Task:
Skip every image and restate the data word for word.

Source material:
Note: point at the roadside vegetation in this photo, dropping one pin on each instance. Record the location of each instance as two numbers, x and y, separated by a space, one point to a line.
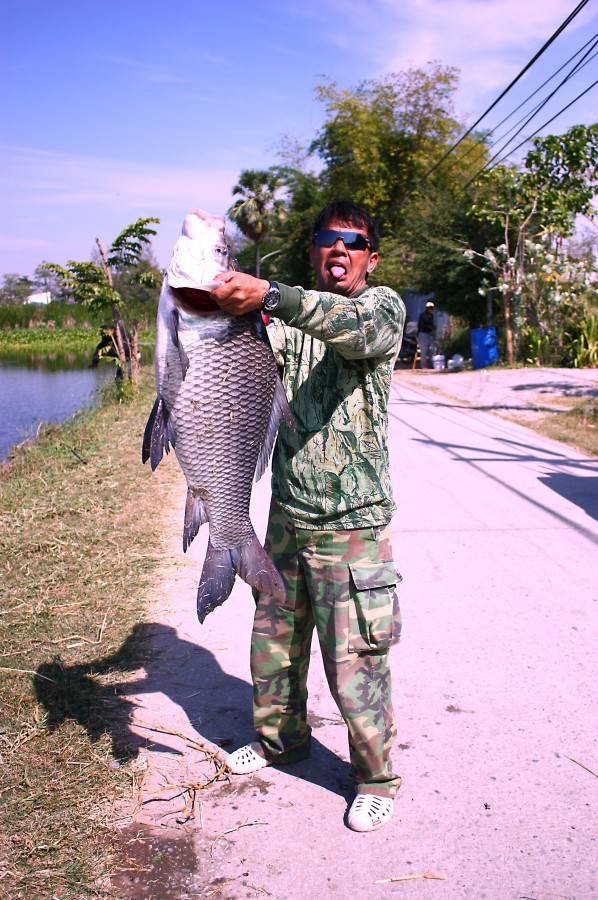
79 541
577 427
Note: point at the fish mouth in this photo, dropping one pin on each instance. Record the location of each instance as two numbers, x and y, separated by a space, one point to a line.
195 301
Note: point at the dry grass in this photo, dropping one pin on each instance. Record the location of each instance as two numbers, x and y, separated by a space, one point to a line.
577 427
79 540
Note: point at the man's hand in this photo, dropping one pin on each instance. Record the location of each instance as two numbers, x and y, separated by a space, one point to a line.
239 293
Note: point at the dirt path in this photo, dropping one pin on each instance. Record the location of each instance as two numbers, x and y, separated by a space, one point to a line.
490 800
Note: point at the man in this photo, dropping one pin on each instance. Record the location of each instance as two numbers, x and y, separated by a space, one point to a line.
328 531
426 331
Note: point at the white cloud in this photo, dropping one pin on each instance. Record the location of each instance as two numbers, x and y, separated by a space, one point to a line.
91 196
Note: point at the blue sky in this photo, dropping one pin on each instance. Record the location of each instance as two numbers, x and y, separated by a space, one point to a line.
111 111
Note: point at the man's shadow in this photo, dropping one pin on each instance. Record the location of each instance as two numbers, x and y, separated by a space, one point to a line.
217 705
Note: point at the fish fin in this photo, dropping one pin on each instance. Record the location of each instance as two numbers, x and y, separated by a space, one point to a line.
256 568
216 582
281 412
159 435
195 516
173 331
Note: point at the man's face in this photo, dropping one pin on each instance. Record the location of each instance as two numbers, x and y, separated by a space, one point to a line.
341 270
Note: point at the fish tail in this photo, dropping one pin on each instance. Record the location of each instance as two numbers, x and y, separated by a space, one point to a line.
256 568
250 562
216 582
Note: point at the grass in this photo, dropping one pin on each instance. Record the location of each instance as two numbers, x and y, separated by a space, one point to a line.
577 427
79 541
56 340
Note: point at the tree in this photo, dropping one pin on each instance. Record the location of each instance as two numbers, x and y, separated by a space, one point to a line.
93 285
377 144
534 206
258 210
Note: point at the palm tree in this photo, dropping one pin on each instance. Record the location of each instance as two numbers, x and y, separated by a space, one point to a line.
258 210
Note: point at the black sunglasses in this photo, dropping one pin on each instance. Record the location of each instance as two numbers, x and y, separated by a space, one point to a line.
353 240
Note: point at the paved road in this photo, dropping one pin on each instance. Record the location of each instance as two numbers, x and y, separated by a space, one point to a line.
494 685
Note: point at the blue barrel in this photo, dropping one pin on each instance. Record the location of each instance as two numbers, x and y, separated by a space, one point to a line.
484 347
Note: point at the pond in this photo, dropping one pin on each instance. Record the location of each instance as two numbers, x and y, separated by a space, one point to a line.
34 390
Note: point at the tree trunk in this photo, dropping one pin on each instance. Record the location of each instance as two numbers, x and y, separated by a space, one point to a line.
257 259
135 357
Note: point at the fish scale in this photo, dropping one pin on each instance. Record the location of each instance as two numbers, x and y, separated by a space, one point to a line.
236 388
219 406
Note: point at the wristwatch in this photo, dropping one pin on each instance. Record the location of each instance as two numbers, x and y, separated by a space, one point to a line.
271 298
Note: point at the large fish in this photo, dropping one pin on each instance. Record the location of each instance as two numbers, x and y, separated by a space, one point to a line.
219 406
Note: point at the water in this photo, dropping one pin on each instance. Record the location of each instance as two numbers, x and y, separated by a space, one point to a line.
43 391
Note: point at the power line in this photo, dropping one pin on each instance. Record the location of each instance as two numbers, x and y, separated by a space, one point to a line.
535 112
526 140
481 144
542 50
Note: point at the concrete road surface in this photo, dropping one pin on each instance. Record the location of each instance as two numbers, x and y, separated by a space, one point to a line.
494 689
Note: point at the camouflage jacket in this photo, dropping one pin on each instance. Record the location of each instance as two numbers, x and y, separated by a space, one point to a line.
337 356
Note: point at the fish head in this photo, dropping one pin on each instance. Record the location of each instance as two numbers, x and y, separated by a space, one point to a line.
200 253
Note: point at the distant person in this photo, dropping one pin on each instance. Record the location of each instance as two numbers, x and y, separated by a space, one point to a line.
426 333
107 347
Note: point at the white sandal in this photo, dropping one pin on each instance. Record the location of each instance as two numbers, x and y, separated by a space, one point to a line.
369 812
246 759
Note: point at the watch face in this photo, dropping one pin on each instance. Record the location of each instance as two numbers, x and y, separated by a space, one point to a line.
271 298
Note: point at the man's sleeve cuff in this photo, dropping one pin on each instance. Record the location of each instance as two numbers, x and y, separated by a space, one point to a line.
290 302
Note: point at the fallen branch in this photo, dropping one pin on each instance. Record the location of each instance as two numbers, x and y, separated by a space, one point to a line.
411 877
28 672
236 828
582 766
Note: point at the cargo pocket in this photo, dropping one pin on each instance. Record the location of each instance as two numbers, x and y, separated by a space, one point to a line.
374 617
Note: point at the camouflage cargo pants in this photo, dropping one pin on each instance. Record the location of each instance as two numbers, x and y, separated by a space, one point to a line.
343 583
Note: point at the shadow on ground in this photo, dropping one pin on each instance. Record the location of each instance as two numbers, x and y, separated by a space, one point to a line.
218 705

Solution to this task:
Note: point at the roadside vegetation in this photo, dropping one pin on each instance. Record the location of each instance as two numbers, x and y, separated by a space, one point to a line.
79 541
577 427
Note: point at the fish mouth in this photo, dropping one pin on each instance. Record the location of each instance as two numbers, x and y, separated by a space, one point to a line.
195 301
Note: point at the dry grass in this photo, dropping one pin on each instance. Record the location of each instance as two numbers, x and y, separated by a space, one point to a line.
577 427
79 540
Note: point at the man's hand in this photo, dropping one pin on each instance. Record the location of each instance as two numbers, x and y, separated by a space, one point to a line.
239 293
Note: point at the dirt path in this photo, dropping one pin on each instance. Record the location of each instance as two numbers, x and y, separated by a space, one point to a line.
490 800
Note: point at the man in this photo, dropping one pin on each instance. Record the location of each instance as two numbers, x and y, separated by a space, one point to a line.
328 531
426 331
Note: point at the white cloud in this photo, dropping one pin on each instance. Record the location of each instance as two numbers, x and y, separated by a space, one point to a line.
91 196
Note: point at the blue sky in this photo, dropping one pin on each instance. Record the location of each instance as two numbers, x and y, separated by a space, one point to a line.
111 111
Note: point at the man's shadow in this photo, dropping one pin on each instance. Record the location of each instance as two numbers, x and y, separated by a space, one point to a line.
217 705
Note: point at the fish fin in this photo, dropping one pin on each instance. Record the location of each instance as two numbers, x and y, separated by a space, one point to a line.
256 568
216 582
281 412
159 435
195 516
173 331
Note: point at the man's face in this photo, dropping one pin on each instance. Record the location of each instance as two numbers, x and y, separated by a space, one point to a line.
341 270
Note: point at the fish tail in this photo, dropping one pin on each instance. Record the location of each instance as two numbers, x and y, separated by a space, one point to a line.
256 568
250 562
216 582
Note: point at the grass in this photo, dropping one pin on each instance. Record the location of each instance as two numbers, x and y, separated by a space, one point to a line.
577 427
79 541
56 340
Note: point at the tree in this photo, dropping one pin on each instance. Record the location of each instance as two numbers, x and y, separated by a space, one point to a line.
93 285
377 144
534 206
258 210
Note: point at the palm tree in this photo, dropping one pin on each instance. Record the location of each instance as two numbers, x and y, separated by a space, one point to a line.
258 210
Note: point at the black sunglasses in this photo, dropping one pin on each instance. Record the location of each instance as two numbers, x and y, separated by a space, one point to a line.
353 240
Note: point at the paved road in this photo, dropping one pin on each instance. Record the location of each instance as two numbers, x and y, separated by a space, one point to a line.
494 685
Note: point at the blue barrel in this photo, dropping one pin on each instance. Record the location of each instance as two numbers, x and y, separated by a space, one point to a line.
484 347
Note: point at the pond in this photo, dropping one pin on each instance. Record the location of each instance as two numbers, x and y, separated by a space, one point to a line.
34 390
Note: point at the tree trunk in this photo, dropping one pin on each instance. Record the location of each instance as two numbers, x and y, separated by a space, one point to a line.
257 259
135 357
Note: point at the fish scale in this photo, dropping one pin on each instance. Record the location of each instance as two numbers, x and y, separated by a space, one point to a line.
236 388
219 406
Note: point at the wristwatch in this photo, dropping one pin on each instance. Record the location of each instance as two numbers, x and y, separated by a space, one point to a line.
271 298
Note: point at the large fish in this photo, dropping one pin on each instance. Record the location of each instance as two numbers, x and y, separated by a space, one point to a line.
219 406
Note: point at the water in this photo, dropping one pin on each instance. Record the location of each instance as two numbers, x and y, separated by a space, one point to a line.
43 391
Note: point at the power line in this photo, dropping one pin on each instance. Record the location of each instance as two numbers, x and y, separated by a space, one point to a line.
535 112
526 140
481 144
542 50
Note: point at the concrete road surface in this photo, dropping one pin on each instance. Record the location of each instance as two numbers, x and y, separated by a space, one point to a line.
494 689
Note: point at the camouflage jacket in this photo, dropping one pin on each instance. Record the location of each instance as two numbers, x and y, separated by a space, one point to a line.
337 356
Note: point at the fish head in this photo, dropping one pin on each instance. Record the location of each instance as two numbers, x and y, separated by a space, one point to a line.
200 253
Note: point at the distant person in this photo, dropping one pin on each instance. Record the location of each instance as two numbers, x and y, separated by a space, one point to a line.
426 333
107 347
Note: point at the white sandal in this photo, dropping one pin on each instance. Record the location of each instance as two numbers, x and y, separated by a space, one point to a line.
369 812
246 759
Note: point at the watch face in this photo, dropping one pin on each instance. Record the location of each instance as two numbers, x and y, separated by a space, one point to a line.
271 298
Note: point at the man's sleeve cuff in this photo, dropping one pin on each instance. Record the location of each instance as two numbers, x and y, separated by a space, one point to a line.
290 302
Note: point at the fallen branch in this photo, dropping one pin on each instance. Record the location of each instance as two numbers, x and y, separated by a space, one point to a line.
411 877
28 672
236 828
582 766
Note: point at the cargo pocket in this photo, dropping one pin on each instance. Record the location of each instance as two numbers, x and y, separated by a space, one point to a line.
374 617
Note: point at the camouflage cargo pants in this photo, dropping one pin on each instance. Record the location of each instance as two numbers, x and y, separated by a space, one point to a line.
343 583
Note: point at the shadow on ground in this photo, dropping one pin on each instance. Record the location of each instance as two numbers, x and y, separated by a space, one point to a line.
218 705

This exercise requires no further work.